_Written instruction A_:
According to the Newsweek poll cited in the text on the resurrection, what percentage of Americans believe that Jesus rose from the dead?
_Written instruction B_:
In the text on the resurrection, rewrite the passage from "And from that" to "to be pitied.", putting "Christian faith" wherever "Christian movement" appears.
_Written instruction C_:
Write what follows the last sentence of the text on the resurrection.

_Source document_:

+++

_____________________________________________________________________________________________________________________________________ April 8, 2012 - Pastor Dale
(March 28, 2005) Newsweek magazine: The cover story by Jon Meacham is called “How Jesus Become Christ.” The article asks this question: “How did a Jewish prophet come to be seen as the Christian saviour?” Here is the first paragraph:
The story, it seemed, was over. Convicted of sedition, condemned to death by crucifixion, nailed to a cross on a hill called Golgotha, Jesus of Nazareth had endured all that he could. According to Mark, the earliest Gospel, Jesus, suffering and approaching the end, repeated a verse of the 22nd Psalm, a passage familiar to first-century Jewish ears: “My God, my God, why have you forsaken me?” There was a final, wordless cry. And then silence.
Meacham points out, correctly, that the disciples, dejected and confused, did not expect a resurrection. The women who went to the tomb intended to anoint the corpse. But to their surprise, instead of a dead body, they encountered an angel inside the tomb who said these amazing words, “Don’t be alarmed. You are looking for Jesus the Nazarene, who was crucified. He has risen! He is not here. See the place where they laid him” (Mark 16:6).
Meacham describes the early reaction to the news of the resurrection this way:
And so begins the story of Christianity—with confusion, not with clarity; with mystery, not with certainty. According to Luke’s Gospel, the disciples at first treated the women’s report of the empty tomb as “an idle tale, and … did not believe them"; the Gospel of John says that Jesus’followers “as yet … did not know … that he must rise from the dead.”
And from that uncertain beginning sprang the Christian movement, which today numbers over two billion people—one-third of the world’s population. A recent Newsweek poll reveals that 78 percent of Americans believe that Jesus rose from the dead. The article notes that you cannot explain the spread of Christianity apart from the resurrection. If the bones of Jesus could be dug up in some first-century tomb, then as Paul says in I Corinthians 15, our faith is vain and we are of all people most to be pitied.

+++

_Information provided_:
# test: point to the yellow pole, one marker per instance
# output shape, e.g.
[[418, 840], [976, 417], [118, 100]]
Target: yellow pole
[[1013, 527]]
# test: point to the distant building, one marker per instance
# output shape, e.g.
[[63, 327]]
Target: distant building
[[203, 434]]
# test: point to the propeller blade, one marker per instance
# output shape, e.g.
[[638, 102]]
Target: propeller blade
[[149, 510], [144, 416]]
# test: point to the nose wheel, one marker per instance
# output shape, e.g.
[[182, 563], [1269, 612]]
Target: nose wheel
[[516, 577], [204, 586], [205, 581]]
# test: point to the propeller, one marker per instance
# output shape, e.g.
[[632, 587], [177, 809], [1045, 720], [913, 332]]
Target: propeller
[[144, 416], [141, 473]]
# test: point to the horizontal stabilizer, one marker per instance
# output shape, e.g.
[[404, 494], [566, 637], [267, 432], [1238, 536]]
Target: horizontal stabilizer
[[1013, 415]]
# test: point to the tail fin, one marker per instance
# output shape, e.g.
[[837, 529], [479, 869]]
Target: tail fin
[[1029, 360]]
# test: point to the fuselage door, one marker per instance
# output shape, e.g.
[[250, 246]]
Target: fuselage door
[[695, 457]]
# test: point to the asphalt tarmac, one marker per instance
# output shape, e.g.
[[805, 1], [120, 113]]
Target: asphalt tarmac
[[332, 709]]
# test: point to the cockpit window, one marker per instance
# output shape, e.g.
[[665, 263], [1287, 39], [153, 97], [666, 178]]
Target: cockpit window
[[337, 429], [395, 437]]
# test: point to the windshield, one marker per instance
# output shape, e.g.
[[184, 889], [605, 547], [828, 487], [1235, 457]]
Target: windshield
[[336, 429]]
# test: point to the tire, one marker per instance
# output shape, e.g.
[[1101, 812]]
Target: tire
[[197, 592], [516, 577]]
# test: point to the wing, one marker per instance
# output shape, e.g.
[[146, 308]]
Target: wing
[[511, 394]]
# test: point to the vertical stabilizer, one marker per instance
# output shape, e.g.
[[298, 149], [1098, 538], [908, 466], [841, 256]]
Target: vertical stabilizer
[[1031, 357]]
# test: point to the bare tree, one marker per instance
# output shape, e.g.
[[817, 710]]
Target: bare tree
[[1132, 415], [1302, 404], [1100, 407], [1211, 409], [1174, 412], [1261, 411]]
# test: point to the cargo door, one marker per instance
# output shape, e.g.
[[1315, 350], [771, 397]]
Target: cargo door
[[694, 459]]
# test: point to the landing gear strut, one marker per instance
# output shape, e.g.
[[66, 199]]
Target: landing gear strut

+++

_Task result A_:
78 percent

_Task result B_:
And from that uncertain beginning sprang the Christian faith, which today numbers over two billion people—one-third of the world’s population. A recent Newsweek poll reveals that 78 percent of Americans believe that Jesus rose from the dead. The article notes that you cannot explain the spread of Christianity apart from the resurrection. If the bones of Jesus could be dug up in some first-century tomb, then as Paul says in I Corinthians 15, our faith is vain and we are of all people most to be pitied.

_Task result C_:
‘Christianity is exploding in growth across the world, with more than 200,000 people becoming born-again Christians every day. In China there are more than 20,000 per day becoming Christians, and in South America there are 35,000 per day. All together there is more than a million people per week becoming Christians. With more than two billion people confessing Christianity today, Christianity is the largest, most influential block of humanity in the world.’ (From: Victorious Eschatology)
Each Christmas I am fascinated all over again with the story of the birth of Christ. What fascinates me most is that it is a story of incredible contrasts. In preparing this Easter message I noticed a truly amazing contrast that is absolutely full of meaning. I invite you this Easter Sunday to consider with me the contrast between the message of the resurrection and the place or setting in which it was first announced.
Here is the theme of today’s presentation: The Message from the Graveyard.
Don’t let this freak you out but I love walking through cemeteries– especially very old ones. This behaviour has nothing to do with an obsession with death, but rather an obsession with life. It is amazing what you can discover of a person’s life by the message chiselled in a headstone. For instance – and I love this one – “Temporary Residence Only”. How suggestive is that regarding the life of the person who left that instruction?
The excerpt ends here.